> _PROBLEM TO WORK ON_: Print the material underneath in full, keeping every line exactly as it is.

> _STUDY MATERIAL_:
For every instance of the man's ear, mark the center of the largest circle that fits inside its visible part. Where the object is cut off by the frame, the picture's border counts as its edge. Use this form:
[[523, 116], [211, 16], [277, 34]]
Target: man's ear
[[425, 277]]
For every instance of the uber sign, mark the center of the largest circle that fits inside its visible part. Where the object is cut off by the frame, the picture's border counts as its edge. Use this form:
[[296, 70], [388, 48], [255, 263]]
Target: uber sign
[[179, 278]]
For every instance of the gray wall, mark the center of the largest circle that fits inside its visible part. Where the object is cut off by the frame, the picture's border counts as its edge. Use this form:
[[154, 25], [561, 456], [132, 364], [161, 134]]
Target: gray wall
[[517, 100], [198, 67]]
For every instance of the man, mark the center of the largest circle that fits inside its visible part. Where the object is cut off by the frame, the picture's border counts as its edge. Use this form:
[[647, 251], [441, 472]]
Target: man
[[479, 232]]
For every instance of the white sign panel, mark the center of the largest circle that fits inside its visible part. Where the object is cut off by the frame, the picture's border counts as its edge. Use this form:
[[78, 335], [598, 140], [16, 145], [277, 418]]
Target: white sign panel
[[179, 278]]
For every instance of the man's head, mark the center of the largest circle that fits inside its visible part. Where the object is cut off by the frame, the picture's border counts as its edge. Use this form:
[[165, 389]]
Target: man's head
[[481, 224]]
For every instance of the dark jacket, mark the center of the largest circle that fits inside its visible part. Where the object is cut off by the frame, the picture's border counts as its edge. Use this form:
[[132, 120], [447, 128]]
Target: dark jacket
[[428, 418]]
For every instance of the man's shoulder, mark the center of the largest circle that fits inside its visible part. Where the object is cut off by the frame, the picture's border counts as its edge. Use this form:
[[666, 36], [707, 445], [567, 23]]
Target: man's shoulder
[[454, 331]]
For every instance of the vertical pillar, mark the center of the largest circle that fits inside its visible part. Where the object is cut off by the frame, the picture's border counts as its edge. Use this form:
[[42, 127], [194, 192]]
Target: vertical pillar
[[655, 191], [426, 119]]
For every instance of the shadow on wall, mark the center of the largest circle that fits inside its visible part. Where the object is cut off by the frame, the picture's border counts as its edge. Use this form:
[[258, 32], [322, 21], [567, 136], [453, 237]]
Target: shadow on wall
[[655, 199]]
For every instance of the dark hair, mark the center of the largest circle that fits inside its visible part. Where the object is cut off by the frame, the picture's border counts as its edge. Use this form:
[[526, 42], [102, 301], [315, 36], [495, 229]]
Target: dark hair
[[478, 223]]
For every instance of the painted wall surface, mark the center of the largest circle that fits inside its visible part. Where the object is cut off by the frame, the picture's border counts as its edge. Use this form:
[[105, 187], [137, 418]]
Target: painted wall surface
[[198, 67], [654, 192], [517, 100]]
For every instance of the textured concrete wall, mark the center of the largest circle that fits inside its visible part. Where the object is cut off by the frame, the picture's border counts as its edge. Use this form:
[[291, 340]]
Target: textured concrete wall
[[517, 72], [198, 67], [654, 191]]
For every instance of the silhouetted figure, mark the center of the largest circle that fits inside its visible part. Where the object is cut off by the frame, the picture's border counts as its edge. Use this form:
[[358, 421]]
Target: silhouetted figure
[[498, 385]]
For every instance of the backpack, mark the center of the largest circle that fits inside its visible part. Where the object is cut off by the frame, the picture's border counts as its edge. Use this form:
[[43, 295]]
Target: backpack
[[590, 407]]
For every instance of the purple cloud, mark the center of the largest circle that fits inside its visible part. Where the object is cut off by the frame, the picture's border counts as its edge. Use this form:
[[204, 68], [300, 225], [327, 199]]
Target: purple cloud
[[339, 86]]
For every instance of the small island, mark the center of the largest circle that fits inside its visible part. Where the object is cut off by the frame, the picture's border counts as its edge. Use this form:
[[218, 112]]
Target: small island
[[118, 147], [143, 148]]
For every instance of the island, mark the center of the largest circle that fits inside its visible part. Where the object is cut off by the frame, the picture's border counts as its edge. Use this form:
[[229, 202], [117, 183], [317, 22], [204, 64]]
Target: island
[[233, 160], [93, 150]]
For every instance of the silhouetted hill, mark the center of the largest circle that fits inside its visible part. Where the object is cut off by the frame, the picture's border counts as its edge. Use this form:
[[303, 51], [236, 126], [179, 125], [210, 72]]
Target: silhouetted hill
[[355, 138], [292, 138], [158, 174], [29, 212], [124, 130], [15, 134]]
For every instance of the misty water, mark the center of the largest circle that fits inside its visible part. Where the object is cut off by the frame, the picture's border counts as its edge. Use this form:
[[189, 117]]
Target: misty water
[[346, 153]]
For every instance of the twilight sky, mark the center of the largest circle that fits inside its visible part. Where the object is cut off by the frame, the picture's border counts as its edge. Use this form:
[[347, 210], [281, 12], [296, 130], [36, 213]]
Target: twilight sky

> _ANSWER SECTION_:
For every instance of the man's ear, mark the center of the largest circle that fits inside its visible part. Where the object is cut off by the frame, the picture's border counts as its edge. Use this form:
[[523, 116], [211, 16], [277, 34]]
Target: man's ear
[[425, 277]]
For every instance of the uber sign, mark the center of the largest circle that fits inside its visible part. Where the object is cut off by the frame, the picture's border counts as its edge. Use this form:
[[296, 70], [388, 48], [255, 263]]
Target: uber sign
[[179, 278]]
For every instance of the gray wall, mark the center of the largest circle that fits inside its visible part. Where the object is cut off by the frame, the picture's border counts as its edge. Use this form:
[[154, 25], [561, 456], [132, 364], [161, 134]]
Target: gray wall
[[517, 100], [198, 67]]
For every instance of the man, mark the center of the largest circle that fits inside its visible part. Where the object is cut off by the frame, the picture's border counts as its edge. Use this form:
[[647, 251], [441, 472]]
Target: man
[[479, 232]]
For every instance of the white sign panel, mark the center of the largest circle that fits inside its visible part. Where the object is cut off by the frame, the picture's border counts as its edge. Use this form:
[[78, 335], [598, 140], [16, 145], [277, 418]]
Target: white sign panel
[[179, 278]]
For every instance of the man's head, mark the center of the largest circle that fits inside its visible part. Where the object is cut off by the frame, the picture's border counts as its edge. Use this form:
[[165, 389]]
Target: man's head
[[481, 224]]
For every instance of the dark jacket, mark the center of the largest circle that fits inside its visible part. Where the object is cut off by the frame, the picture's border counts as its edge. Use this form:
[[132, 120], [447, 128]]
Target: dark jacket
[[428, 418]]
For every instance of the man's shoulder, mark the center of the largest circle that fits inside its visible part. Where the object is cut off by the frame, the picture's border counts as its edge. Use this form:
[[666, 36], [707, 445], [567, 23]]
Target: man's shoulder
[[454, 331]]
For every instance of the vertical pillar, mark the center of the largest circle that fits inside its visible part. Where the object is cut off by the frame, the picture's border counts as its edge. Use this form:
[[42, 127], [194, 192]]
Target: vertical pillar
[[655, 191], [426, 119]]
For every instance of the shadow on wall, mark the center of the largest circle that fits inside its visible part. Where the object is cut off by the frame, the picture's border counts as its edge. Use this form:
[[258, 32], [322, 21], [567, 136], [453, 237]]
Target: shadow on wall
[[655, 199]]
For every instance of the dark hair, mark the center of the largest circle that fits inside its visible part. Where the object is cut off by the frame, the picture's border counts as its edge. Use this form:
[[526, 42], [102, 301], [315, 36], [495, 229]]
Target: dark hair
[[478, 223]]
For every instance of the painted wall surface, mark the center of the largest circle that fits inside its visible part. Where the object is cut off by the frame, the picture's border counts as its edge. Use this form:
[[105, 187], [137, 418]]
Target: painted wall surface
[[198, 67], [654, 192], [517, 100]]
For every instance of the textured concrete wall, mark the center of the largest circle that fits inside its visible part. Where the object is cut off by the frame, the picture's border counts as its edge. Use this form:
[[291, 340]]
Target: textured concrete wall
[[517, 72], [198, 67], [654, 191]]
For every instance of the silhouetted figure, mark the center of the largest circle that fits inside its visible part. Where the object is cut off by the frame, the picture's border counts as its edge. Use this form:
[[358, 421]]
Target: silhouetted figure
[[498, 385]]
For every instance of the backpack, mark the center of the largest circle that fits inside its visible part. Where the object is cut off by the frame, the picture's border counts as its edge. Use this form:
[[43, 295]]
Target: backpack
[[590, 407]]
For every instance of the purple cloud, mark the center of the largest circle that fits inside its visible part. Where the object is cut off by the frame, the picture's border counts as its edge. Use this form:
[[204, 68], [300, 225], [327, 199]]
Target: purple cloud
[[339, 86]]
For every instance of the small island, mark the center of the largest circle that fits inside its visible part. Where the object is cut off by the frame, the picture's border counts as its edge. Use this form:
[[218, 112]]
Target: small island
[[118, 147], [143, 148]]
For every instance of the island, mark the center of the largest circle that fits inside its visible part. Where the object is cut off by the frame, the picture's border counts as its edge. Use this form:
[[229, 202], [117, 183], [317, 22], [204, 64]]
Target: island
[[233, 160], [93, 150]]
For every instance of the silhouetted hill, mark the center of the largest circle that fits inside its visible part. Where the object is cut off by the frame, the picture's border counts as its edge. Use this form:
[[303, 51], [236, 126], [179, 125], [210, 72]]
Target: silhouetted hill
[[355, 138], [292, 138], [158, 174], [29, 212], [124, 130], [15, 134]]
For every instance of the misty water, mark the center of the largest circle that fits inside its visible part. Where the object is cut off by the frame, the picture's border counts as its edge. Use this form:
[[189, 117]]
Target: misty water
[[346, 153]]
For every instance of the twilight sky, mark the center of the largest circle that fits inside its visible part. Where the object is cut off by the frame, the picture's border counts as its edge. Use this form:
[[347, 210], [281, 12], [296, 130], [36, 213]]
Target: twilight sky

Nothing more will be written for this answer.